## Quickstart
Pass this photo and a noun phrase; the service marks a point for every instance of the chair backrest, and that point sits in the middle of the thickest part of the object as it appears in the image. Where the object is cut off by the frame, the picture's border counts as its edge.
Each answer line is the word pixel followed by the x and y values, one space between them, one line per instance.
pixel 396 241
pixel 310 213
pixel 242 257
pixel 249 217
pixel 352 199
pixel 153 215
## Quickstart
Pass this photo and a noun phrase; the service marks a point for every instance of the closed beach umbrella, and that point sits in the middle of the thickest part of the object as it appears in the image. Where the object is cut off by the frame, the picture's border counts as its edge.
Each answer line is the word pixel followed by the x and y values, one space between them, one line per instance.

┄┄┄┄┄┄┄┄┄┄

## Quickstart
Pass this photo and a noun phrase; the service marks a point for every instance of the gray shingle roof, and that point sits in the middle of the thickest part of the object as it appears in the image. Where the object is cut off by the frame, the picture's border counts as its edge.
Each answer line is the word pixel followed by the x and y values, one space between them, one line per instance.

┄┄┄┄┄┄┄┄┄┄

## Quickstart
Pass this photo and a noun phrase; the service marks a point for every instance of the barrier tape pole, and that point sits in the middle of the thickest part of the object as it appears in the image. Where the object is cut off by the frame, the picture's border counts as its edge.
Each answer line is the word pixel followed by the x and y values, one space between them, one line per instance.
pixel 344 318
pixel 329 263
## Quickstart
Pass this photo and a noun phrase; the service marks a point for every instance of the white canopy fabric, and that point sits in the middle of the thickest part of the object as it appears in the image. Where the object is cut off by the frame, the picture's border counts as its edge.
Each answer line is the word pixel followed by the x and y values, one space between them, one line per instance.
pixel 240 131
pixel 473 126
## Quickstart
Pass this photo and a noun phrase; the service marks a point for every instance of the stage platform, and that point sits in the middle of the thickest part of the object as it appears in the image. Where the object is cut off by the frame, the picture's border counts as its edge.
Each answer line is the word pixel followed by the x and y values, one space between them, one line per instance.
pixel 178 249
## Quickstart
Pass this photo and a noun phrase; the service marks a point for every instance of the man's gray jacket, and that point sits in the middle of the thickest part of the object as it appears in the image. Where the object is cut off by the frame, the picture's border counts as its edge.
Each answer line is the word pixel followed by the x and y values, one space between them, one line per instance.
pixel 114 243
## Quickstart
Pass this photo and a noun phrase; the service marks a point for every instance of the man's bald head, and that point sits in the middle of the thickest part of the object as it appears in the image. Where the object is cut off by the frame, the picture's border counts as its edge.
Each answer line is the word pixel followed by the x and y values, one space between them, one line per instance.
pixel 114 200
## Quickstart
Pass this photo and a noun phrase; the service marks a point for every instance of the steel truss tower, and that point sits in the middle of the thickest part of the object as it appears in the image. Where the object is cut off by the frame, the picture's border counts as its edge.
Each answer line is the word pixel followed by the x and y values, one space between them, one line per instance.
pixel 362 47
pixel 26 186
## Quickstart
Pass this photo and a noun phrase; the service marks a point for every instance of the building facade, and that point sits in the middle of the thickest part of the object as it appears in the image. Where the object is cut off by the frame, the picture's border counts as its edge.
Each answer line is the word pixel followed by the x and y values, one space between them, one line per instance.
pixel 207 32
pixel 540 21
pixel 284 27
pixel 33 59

┄┄┄┄┄┄┄┄┄┄

Go through the data, and copy each line in which the word "gray" appears.

* RESPONSE BOX *
Pass this photo and a noun phrase; the service marks a point for every instance of the gray shingle roof, and that point sits in the middle of the thickest part of the object as it appears in the image. Where the object is cut off by the frame, the picture's border counts as its edge.
Pass this photo and a noun phrase; the service marks a point for every instance of the man's gray jacket, and that point sits in the middle of the thickest part of the object as it appears in the image. Where the object is cut off by the frame, the picture's border counts as its edge.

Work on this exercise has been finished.